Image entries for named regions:
----------------------------------------
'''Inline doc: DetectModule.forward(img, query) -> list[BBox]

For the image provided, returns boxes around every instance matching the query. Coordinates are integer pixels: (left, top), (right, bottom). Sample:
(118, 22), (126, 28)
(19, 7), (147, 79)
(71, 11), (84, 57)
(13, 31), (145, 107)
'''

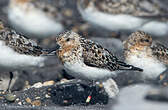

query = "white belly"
(126, 56), (166, 79)
(64, 62), (116, 80)
(0, 41), (45, 71)
(8, 7), (63, 37)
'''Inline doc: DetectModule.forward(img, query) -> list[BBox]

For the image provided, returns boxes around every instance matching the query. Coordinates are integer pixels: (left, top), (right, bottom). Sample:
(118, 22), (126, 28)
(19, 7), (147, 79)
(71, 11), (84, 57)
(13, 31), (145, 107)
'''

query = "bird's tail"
(118, 61), (143, 72)
(42, 44), (60, 56)
(41, 49), (56, 56)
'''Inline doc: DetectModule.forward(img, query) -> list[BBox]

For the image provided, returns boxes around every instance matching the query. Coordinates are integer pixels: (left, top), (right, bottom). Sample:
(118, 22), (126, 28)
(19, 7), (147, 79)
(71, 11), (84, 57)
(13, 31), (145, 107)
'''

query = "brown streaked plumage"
(0, 28), (43, 56)
(123, 31), (168, 78)
(56, 31), (142, 80)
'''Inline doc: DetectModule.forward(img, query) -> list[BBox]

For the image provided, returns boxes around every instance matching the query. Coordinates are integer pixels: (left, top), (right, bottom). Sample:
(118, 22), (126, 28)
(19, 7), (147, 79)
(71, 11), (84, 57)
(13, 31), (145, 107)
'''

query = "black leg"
(6, 72), (13, 92)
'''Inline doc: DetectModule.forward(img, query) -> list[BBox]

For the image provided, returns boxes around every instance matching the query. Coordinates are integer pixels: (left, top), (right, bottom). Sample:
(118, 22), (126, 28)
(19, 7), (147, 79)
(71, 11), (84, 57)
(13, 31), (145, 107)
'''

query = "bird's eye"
(66, 38), (70, 42)
(145, 39), (149, 42)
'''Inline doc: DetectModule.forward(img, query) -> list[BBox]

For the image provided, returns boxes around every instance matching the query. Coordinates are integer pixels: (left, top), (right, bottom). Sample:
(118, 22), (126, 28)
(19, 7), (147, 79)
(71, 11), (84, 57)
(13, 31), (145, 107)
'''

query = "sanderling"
(77, 0), (168, 36)
(7, 0), (64, 38)
(56, 31), (143, 97)
(0, 22), (49, 91)
(123, 31), (168, 79)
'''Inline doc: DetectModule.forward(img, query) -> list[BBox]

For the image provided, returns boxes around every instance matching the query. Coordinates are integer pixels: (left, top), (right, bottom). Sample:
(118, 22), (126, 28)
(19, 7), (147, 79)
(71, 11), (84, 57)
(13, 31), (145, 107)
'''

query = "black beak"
(43, 44), (60, 56)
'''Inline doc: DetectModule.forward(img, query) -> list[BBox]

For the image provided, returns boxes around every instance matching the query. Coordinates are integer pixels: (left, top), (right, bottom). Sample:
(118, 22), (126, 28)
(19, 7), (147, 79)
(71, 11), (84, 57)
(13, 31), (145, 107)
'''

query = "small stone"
(45, 94), (51, 98)
(43, 81), (55, 86)
(159, 75), (164, 80)
(63, 9), (73, 17)
(63, 100), (68, 104)
(31, 100), (41, 106)
(5, 94), (16, 102)
(16, 98), (19, 101)
(26, 97), (31, 103)
(32, 82), (43, 88)
(60, 78), (69, 84)
(35, 97), (40, 99)
(18, 102), (22, 105)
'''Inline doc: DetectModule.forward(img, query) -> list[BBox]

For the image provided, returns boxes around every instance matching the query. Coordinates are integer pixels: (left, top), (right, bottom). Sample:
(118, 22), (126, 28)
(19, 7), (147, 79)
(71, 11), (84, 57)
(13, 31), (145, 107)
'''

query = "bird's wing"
(151, 42), (168, 64)
(81, 38), (142, 71)
(0, 28), (43, 56)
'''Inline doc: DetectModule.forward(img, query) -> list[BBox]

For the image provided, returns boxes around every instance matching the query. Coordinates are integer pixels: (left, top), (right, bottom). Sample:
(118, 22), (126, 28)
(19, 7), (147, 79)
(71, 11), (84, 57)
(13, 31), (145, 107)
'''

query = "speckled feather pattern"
(151, 43), (168, 65)
(124, 31), (168, 64)
(0, 28), (43, 56)
(56, 31), (143, 71)
(123, 31), (168, 79)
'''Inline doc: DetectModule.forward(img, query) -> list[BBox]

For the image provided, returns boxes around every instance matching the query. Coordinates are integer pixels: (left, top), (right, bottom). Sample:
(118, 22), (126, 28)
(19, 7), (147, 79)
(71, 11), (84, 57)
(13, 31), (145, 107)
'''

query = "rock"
(5, 93), (16, 102)
(145, 87), (168, 102)
(50, 81), (108, 106)
(0, 80), (108, 107)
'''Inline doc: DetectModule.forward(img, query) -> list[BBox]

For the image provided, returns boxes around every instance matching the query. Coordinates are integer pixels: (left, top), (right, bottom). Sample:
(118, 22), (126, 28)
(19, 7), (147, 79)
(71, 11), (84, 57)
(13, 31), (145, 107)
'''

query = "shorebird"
(123, 31), (168, 79)
(0, 22), (49, 89)
(77, 0), (168, 36)
(56, 31), (143, 97)
(7, 0), (64, 38)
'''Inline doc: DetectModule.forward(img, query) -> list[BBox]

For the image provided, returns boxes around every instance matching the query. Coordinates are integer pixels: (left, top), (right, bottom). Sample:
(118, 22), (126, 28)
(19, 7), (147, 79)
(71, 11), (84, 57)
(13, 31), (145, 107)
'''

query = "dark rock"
(0, 80), (108, 107)
(145, 87), (168, 102)
(50, 79), (108, 106)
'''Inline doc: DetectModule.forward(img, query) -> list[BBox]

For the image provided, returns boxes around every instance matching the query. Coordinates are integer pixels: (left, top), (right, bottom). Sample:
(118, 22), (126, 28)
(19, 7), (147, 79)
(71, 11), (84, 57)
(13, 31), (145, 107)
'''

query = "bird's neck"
(57, 46), (82, 63)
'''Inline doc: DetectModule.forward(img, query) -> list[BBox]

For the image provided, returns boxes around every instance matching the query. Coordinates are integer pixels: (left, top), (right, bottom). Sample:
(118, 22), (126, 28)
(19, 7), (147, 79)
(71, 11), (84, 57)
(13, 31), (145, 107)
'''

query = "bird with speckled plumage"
(0, 21), (50, 89)
(123, 31), (168, 79)
(53, 31), (143, 97)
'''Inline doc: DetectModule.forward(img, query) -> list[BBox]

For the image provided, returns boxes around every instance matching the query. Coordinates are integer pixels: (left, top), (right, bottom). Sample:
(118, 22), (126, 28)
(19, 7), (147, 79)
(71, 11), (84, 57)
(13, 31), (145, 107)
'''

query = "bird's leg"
(6, 72), (13, 92)
(86, 81), (96, 103)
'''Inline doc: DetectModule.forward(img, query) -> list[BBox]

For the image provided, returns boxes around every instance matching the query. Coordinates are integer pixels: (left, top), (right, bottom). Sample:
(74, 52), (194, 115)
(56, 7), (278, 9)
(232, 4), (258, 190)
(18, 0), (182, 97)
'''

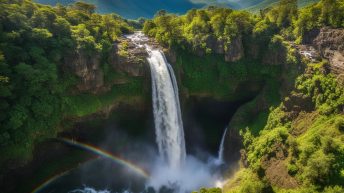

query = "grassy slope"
(224, 61), (344, 193)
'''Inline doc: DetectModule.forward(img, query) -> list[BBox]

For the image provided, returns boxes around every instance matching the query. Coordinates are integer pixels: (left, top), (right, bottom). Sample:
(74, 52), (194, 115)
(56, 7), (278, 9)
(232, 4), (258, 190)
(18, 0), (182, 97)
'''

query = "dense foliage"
(230, 63), (344, 192)
(0, 0), (137, 161)
(143, 0), (344, 53)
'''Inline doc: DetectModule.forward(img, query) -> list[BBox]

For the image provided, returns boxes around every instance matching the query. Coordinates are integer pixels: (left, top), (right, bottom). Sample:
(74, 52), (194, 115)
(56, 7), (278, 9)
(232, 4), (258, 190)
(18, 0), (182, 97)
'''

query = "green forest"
(0, 0), (344, 193)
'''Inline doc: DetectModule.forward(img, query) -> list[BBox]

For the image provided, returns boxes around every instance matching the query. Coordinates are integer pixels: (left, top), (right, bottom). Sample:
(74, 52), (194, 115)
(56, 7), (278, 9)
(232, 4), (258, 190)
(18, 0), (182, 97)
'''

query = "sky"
(35, 0), (261, 19)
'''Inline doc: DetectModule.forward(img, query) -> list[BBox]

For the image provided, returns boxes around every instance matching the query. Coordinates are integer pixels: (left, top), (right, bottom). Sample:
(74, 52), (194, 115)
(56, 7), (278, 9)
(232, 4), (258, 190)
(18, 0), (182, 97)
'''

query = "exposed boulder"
(111, 39), (148, 77)
(64, 50), (104, 91)
(312, 28), (344, 74)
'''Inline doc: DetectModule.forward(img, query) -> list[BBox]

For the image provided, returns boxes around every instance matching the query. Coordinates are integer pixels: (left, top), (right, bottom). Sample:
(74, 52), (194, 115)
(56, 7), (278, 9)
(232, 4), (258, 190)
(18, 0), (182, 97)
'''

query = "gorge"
(0, 0), (344, 193)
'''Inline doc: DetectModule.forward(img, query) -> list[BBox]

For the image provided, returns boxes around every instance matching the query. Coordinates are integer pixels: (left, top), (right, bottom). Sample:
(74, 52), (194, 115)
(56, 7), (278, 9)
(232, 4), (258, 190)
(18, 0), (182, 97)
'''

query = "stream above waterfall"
(8, 34), (251, 193)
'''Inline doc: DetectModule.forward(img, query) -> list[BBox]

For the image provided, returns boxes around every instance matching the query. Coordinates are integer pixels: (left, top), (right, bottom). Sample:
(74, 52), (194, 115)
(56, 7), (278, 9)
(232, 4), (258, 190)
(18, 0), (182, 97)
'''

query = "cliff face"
(64, 51), (104, 91)
(194, 36), (245, 62)
(64, 39), (147, 94)
(312, 28), (344, 74)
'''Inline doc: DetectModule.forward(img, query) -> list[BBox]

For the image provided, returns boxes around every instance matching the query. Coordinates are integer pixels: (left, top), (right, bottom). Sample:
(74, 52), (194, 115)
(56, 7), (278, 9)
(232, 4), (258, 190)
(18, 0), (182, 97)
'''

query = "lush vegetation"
(0, 0), (140, 164)
(143, 0), (344, 193)
(143, 0), (344, 53)
(227, 63), (344, 192)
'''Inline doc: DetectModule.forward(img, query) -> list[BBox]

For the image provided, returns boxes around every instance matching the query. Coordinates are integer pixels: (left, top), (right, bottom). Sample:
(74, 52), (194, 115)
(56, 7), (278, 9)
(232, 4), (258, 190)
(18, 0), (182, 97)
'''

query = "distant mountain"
(246, 0), (319, 12)
(35, 0), (206, 19)
(34, 0), (318, 19)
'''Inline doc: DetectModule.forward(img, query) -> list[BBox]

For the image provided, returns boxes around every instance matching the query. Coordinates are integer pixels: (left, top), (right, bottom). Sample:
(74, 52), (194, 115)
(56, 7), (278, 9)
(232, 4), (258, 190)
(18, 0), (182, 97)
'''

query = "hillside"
(35, 0), (205, 19)
(245, 0), (319, 12)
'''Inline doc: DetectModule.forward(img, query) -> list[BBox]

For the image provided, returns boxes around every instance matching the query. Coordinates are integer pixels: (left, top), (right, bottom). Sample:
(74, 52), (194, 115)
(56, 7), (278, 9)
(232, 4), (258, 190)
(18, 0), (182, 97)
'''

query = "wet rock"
(312, 28), (344, 74)
(225, 36), (244, 62)
(64, 50), (104, 91)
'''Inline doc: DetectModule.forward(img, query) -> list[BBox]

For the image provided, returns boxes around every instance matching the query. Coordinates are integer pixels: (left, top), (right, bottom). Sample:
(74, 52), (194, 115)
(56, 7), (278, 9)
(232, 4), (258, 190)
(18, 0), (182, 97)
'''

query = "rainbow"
(61, 138), (149, 178)
(31, 170), (70, 193)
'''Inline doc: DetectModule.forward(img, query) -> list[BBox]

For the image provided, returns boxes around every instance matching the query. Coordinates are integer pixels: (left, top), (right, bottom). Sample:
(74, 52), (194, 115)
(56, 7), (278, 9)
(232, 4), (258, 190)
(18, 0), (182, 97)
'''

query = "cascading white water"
(127, 32), (186, 168)
(126, 32), (218, 193)
(217, 127), (228, 164)
(146, 46), (186, 167)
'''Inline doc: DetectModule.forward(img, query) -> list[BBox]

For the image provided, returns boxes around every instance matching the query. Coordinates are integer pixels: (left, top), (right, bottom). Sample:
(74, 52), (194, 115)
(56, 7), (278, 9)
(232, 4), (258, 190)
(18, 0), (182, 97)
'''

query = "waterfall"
(127, 32), (186, 168)
(146, 46), (186, 167)
(217, 127), (228, 164)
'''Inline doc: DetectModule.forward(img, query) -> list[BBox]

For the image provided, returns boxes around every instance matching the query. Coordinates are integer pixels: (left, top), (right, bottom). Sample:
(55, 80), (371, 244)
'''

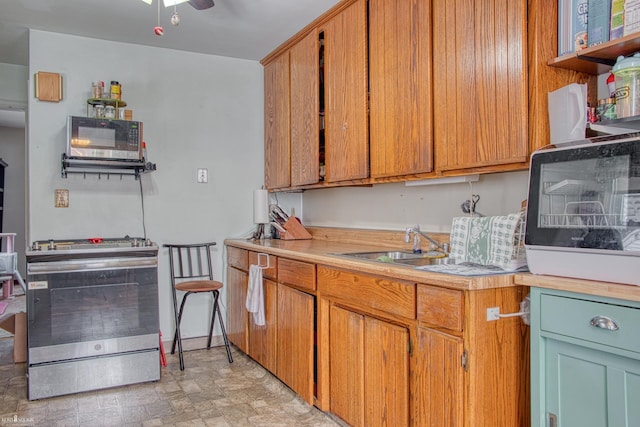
----------------------------------------
- Stated task
Identify every line of the data that contains the string "white", treating uppercase and lowercase letters as different.

- Completed exercise
query = "white belly"
query = "cascading white water"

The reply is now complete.